For this exercise, copy the records below exactly and exclude every image.
━━━━
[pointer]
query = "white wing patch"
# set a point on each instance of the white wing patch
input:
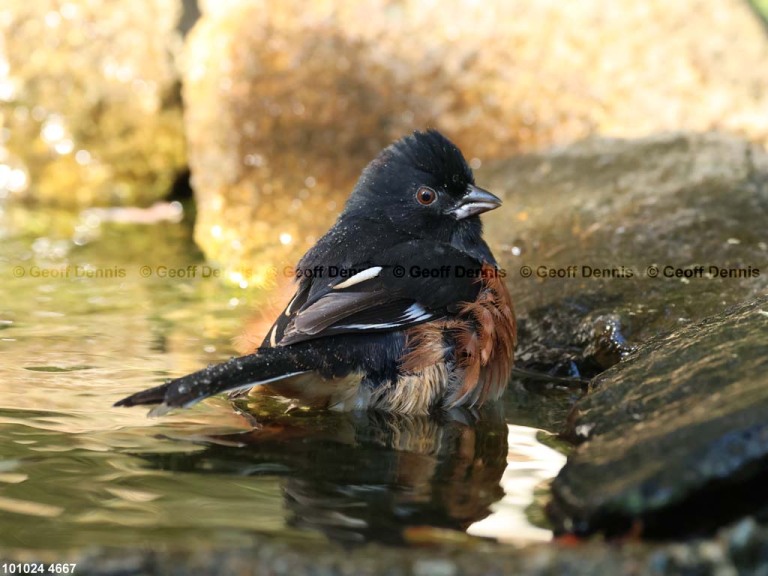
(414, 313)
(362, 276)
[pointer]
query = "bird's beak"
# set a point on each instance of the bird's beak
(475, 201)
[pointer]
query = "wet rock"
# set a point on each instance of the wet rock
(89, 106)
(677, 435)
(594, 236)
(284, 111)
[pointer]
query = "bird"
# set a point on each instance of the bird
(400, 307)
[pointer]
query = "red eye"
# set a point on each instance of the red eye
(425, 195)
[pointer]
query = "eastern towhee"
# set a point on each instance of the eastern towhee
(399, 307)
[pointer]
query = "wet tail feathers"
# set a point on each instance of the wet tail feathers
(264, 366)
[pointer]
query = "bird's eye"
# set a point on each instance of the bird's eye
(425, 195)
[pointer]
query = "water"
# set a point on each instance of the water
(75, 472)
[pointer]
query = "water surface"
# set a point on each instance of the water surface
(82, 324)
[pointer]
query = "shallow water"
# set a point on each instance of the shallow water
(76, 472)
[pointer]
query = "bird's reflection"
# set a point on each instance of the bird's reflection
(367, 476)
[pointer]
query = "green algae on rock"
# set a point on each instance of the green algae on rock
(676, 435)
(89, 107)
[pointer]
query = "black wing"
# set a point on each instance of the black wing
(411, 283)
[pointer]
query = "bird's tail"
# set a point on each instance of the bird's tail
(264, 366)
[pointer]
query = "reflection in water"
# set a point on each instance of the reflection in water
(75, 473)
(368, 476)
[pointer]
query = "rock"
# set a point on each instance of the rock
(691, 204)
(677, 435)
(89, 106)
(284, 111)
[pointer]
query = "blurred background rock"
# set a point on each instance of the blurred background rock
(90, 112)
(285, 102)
━━━━
• _Response_
[pointer]
query = "white wing patch"
# set a point on each instance of the white wing patch
input:
(414, 313)
(362, 276)
[pointer]
query = "bird's beak"
# set a point on each instance of the bird's beak
(475, 201)
[pointer]
query = "wet rock"
# set a point on each instance of the wet rock
(89, 106)
(677, 435)
(594, 236)
(284, 111)
[pointer]
query = "bird"
# set a point on each instance of the bird
(400, 307)
[pointer]
query = "red eye"
# set a point on each instance of the red eye
(425, 195)
[pointer]
query = "eastern towhee"
# set a point on each instance of the eastern towhee
(399, 307)
[pointer]
query = "wet tail feathers"
# set a point on each instance of the wet tail feathers
(264, 366)
[pointer]
query = "bird's eye"
# set a point on each instance of the bird's eye
(425, 195)
[pointer]
query = "water"
# set a point on each instance of the water
(75, 472)
[pointer]
query = "water surface"
# set a point on each instance of the water surface
(82, 324)
[pointer]
query = "shallow water"
# set a point on each instance of the shallow water
(76, 472)
[pointer]
query = "bird's reflection"
# set a point on each instance of the bird's reflection
(367, 476)
[pointer]
query = "green algae on rock"
# set a point on each instance of the green algae on rock
(676, 435)
(89, 107)
[pointer]
query = "black wing"
# set a point on each instance of the black wing
(411, 283)
[pointer]
query = "bird's tail"
# set a point on each instance of the bird's tail
(264, 366)
[pointer]
query = "reflection in water"
# set a point on each instance of the reflection in water
(75, 473)
(368, 476)
[pointer]
query = "rock"
# set a point on each instance of the rock
(691, 204)
(677, 435)
(89, 106)
(284, 111)
[pointer]
query = "blurred background rock"
# set a point on each instance of the blurred background rock
(90, 112)
(285, 102)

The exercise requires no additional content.